# EXCERPTED PASSAGE
Armed with a tattered brown leather suitcase — that holds a number of mythical monsters — Newt ventures to a pre-Great Depression New York City for ‘business.’ After accidentally exchanging briefcases with a bashful No-Maj (the American term for Muggle) named Jacob (Dan Fogler) at a large bank, a handful of Newt’s nasties escape, the vermin causing all sorts of mayhem across the city; the first being an adorable yet destructive Niffler, a rodent-meets-platypus with a liking for things that shine — this critter sure to amuse the youngins. Alas, mystic animals running amuck is a big ‘no-no’ for the Magical Congress of the United States of America (MACUSA), the bureaucracy convinced that Newt’s ‘baggage’ is in violation of U.S. customs, the creatures threatening to expose the entire wizarding community. That’s when Congress workers, charred Auror Porpentina ‘Tina’ Goldstein (Katherine Waterston) and shady Director of Magical Security Percival Graves (Colin Farrell) follow Newt’s breadcrumb trail, the pair individually seeking to put an end to the perilous mishap by returning all of Newt’s beasts and putting the outsider behind bars before it’s too late.
In amongst the scamper, there’s also a less engaging subplot that sees Newt and his unofficial partner, Jacob, get mixed up in a segregation feud that brings them face-to-face with a eugenic anti-witchcraft faction (New Salem Philanthropic Society) that plans on exposing, and ridding the world of, Wiccans.
As a film, Fantastic Beasts and Where to Find Them is rather layered, shockingly dark and perhaps too frightening for youngsters, some of the imagery (particularly within the film’s dour last act) clearly too scary, too; a sign that the narrative itself may be maturing with its core audience. Likewise, some of the movie’s heady themes are bound to zip over the heads of little ones, the story exploring bigotry, fear of those who are different and the danger of concealing one’s true self, this suppression (here) growing into something destructive and uncontrollable. Written by J.K. Rowling — this being her first-ever screenplay — Fantastic Beasts is buzzing with potential, even if the plot itself (sometimes) feels choked in exposition, viewers anxiously left waiting for the next immersive set piece to take flight. Furthermore, with no tangible or easily identifiable adversary (for the most part, anyway), and lackluster antagonists all-round — a problem that’s already been rectified, seeing as Johnny Depp is confirmed to play chief villain Gellert Grindelwald in future episodes — proceedings occasionally muddle along in a ho-hum manner.

# PROVIDED DATA
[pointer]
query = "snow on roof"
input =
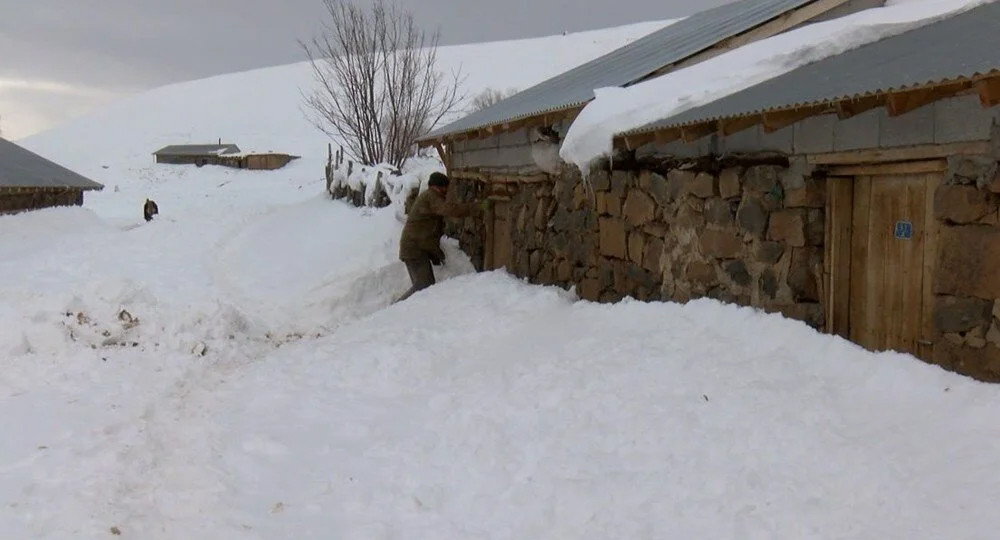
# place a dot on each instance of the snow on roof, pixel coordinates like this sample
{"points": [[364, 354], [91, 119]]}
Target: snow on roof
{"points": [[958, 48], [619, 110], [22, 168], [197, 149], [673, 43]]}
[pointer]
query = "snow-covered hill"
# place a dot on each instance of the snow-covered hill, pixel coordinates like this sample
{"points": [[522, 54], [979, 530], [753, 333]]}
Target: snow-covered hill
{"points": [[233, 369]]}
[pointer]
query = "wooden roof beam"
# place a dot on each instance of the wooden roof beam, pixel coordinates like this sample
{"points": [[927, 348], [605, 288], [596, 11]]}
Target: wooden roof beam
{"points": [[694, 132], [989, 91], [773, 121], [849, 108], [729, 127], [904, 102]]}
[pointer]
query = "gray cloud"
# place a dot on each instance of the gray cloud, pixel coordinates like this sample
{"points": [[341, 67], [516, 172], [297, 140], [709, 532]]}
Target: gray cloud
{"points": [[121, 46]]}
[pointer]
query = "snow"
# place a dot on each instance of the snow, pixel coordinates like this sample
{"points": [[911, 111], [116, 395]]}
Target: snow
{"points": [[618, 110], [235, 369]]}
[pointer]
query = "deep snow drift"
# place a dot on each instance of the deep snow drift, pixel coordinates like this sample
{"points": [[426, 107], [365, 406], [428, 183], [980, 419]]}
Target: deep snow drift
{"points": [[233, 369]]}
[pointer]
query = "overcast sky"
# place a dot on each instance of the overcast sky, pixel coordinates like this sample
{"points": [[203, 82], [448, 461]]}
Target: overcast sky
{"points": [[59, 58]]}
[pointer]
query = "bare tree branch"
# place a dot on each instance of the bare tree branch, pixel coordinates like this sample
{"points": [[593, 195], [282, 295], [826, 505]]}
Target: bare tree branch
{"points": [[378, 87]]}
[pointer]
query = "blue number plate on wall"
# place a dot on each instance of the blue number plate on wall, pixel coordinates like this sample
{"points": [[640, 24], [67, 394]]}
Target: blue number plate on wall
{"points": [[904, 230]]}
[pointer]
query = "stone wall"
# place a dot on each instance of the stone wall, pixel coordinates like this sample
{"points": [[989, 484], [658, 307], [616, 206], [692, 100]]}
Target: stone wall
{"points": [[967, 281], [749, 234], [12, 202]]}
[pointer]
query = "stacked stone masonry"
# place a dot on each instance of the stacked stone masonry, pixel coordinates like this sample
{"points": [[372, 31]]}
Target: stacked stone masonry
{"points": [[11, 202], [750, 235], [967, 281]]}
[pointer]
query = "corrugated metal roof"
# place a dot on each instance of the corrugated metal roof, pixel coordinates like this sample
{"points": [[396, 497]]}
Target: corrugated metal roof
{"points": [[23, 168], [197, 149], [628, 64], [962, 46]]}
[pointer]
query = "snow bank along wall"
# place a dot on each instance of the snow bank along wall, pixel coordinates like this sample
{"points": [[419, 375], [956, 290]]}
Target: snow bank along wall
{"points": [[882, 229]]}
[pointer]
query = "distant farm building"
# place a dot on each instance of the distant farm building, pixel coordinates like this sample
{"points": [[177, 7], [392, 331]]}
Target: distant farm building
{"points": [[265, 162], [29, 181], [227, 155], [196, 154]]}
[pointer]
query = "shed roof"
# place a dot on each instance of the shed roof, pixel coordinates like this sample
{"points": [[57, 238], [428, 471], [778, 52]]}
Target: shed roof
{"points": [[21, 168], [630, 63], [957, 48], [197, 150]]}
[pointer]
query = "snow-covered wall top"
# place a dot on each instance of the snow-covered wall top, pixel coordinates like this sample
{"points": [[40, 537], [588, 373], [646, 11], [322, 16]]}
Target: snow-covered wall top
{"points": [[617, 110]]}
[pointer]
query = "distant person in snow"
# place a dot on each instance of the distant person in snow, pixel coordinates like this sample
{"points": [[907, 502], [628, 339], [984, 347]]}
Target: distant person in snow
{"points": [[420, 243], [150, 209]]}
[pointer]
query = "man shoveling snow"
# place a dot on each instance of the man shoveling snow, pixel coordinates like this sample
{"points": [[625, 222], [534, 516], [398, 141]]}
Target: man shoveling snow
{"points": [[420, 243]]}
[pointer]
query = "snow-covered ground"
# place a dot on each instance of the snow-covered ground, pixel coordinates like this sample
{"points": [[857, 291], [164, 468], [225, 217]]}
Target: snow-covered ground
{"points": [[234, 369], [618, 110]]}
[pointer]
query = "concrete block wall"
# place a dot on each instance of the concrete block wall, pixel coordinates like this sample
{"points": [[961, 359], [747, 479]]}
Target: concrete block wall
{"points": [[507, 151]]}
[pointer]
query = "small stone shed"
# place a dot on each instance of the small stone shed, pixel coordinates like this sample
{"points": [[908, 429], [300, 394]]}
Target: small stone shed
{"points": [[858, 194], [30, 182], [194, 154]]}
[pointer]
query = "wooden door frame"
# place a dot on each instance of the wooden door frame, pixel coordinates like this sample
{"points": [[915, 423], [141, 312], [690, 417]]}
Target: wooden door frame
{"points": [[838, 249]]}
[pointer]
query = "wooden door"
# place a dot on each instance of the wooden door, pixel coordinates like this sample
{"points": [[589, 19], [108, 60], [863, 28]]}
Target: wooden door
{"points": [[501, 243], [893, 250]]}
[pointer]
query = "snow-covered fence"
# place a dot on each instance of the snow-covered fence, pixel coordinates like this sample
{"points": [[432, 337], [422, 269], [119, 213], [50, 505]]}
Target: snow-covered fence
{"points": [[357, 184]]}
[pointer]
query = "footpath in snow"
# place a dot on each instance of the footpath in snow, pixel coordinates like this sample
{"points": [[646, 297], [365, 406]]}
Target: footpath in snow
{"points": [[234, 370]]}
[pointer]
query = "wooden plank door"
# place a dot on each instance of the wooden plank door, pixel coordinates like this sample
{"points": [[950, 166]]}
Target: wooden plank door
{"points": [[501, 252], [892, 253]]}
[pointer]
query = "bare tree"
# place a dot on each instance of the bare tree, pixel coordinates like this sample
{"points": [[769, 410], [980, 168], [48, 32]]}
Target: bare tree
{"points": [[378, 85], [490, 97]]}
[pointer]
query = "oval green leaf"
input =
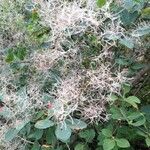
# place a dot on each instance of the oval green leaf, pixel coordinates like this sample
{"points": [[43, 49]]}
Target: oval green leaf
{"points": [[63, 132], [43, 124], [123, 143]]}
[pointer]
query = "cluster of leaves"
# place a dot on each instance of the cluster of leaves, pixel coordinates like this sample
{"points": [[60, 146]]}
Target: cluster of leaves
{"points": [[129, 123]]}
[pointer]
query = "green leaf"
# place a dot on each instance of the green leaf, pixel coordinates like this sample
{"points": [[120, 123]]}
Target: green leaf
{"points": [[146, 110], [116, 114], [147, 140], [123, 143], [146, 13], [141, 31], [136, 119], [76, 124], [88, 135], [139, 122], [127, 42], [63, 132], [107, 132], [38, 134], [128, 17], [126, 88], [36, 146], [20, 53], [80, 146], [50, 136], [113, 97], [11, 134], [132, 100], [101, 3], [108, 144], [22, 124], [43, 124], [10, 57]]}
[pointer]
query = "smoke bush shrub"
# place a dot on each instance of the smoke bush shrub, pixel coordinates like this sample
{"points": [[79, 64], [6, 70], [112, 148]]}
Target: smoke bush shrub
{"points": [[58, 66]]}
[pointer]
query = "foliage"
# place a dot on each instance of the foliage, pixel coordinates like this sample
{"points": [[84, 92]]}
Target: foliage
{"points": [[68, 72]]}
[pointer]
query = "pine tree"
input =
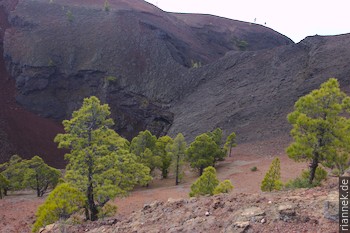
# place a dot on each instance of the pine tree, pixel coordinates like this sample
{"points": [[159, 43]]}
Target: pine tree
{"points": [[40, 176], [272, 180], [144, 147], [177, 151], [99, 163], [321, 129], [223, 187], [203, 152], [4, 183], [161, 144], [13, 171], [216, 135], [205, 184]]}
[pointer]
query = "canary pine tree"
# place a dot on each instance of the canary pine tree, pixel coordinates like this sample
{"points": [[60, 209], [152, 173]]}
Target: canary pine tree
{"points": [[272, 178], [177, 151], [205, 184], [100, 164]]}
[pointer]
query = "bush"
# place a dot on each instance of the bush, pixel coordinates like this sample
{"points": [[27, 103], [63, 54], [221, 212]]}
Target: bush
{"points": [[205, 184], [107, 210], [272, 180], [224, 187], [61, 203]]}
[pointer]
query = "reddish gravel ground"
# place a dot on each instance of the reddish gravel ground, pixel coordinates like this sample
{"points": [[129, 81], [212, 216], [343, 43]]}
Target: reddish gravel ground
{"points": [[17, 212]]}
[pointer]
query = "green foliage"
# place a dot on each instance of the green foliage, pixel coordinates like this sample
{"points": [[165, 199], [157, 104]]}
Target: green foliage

# WORK TO DO
(a) Do these statements agree with the film review above? Answer yes or no for each, and quote the words from the review that decide it.
(i) Jacob is a No-Maj.
(ii) The Niffler is the first of Newt's creatures to cause trouble.
(iii) Fantastic Beasts is J.K. Rowling's second screenplay.
(b) Carry on the Fantastic Beasts film review from its last sentence, in the same voice.

# ANSWER SET
(a)
(i) Yes: "a bashful No-Maj (the American term for Muggle) named Jacob"
(ii) Yes: "the first being an adorable yet destructive Niffler"
(iii) No: "this being her first-ever screenplay"

(b)
But don’t fret; it’s not all doom and gloom as Fantastic Beasts fuses the dark with the light — so, naturally, there’s plenty of cheeky humor and fun to be had, chiefly when the story focuses on Newt, who’s tracking his runaway fiends. A scene that sees our heroes try to tame a blubbery Erumpent (a rhinoceros-type beast) on an icy NYC lake is a nerve-jangling hoot, while Potter-heads will totally eat up the cake crumbs nods and winks to the interconnected Potter-verse that have artfully been sprinkled throughout. The biggest showstopper, however, is a trip down the suitcase itself, viewers venturing into the radiant realm of the rare spices, this sequence beautifully bewitching and ravishingly realized. On a design level, Newt’s beasts are truly ‘fantastic’ — from the opulent eagle-like Thunderbird, whose glimmering wings generate roaring storms in the presence of danger, to the Occamy, an aquamarine serpentine-bodied reptile that can grow or shrink depending on its environment — each creature set apart by its own quirk or awe-inspiring eccentricity.
Captained by Potter veteran David Yates (who steered films five through eight), the American wizarding world is brought to life in vivid detail, the behind-the-scenes team casting a lively spell over all facets of production. A seamless blend of VFX hocus-pocus and practical sets, the bustling jazzy 1920s backdrop is visually sparkling, the world-building exhaustive, and the action stupendous, Yates utilizing Rowling’s far-reaching already-established lore to set the stage for a plethora of stories to come, the adventure playing out like an extension of the universe rather than a cash-grab spin-off. Moreover, the score by James Newton Howard, The Hunger Games: Catching Fire (2013), puts a unique spin on the mystical melodies synonymous with the Harry Potter brand, haunting compositions fashioned by legendary composer John Williams some fifteen years ago.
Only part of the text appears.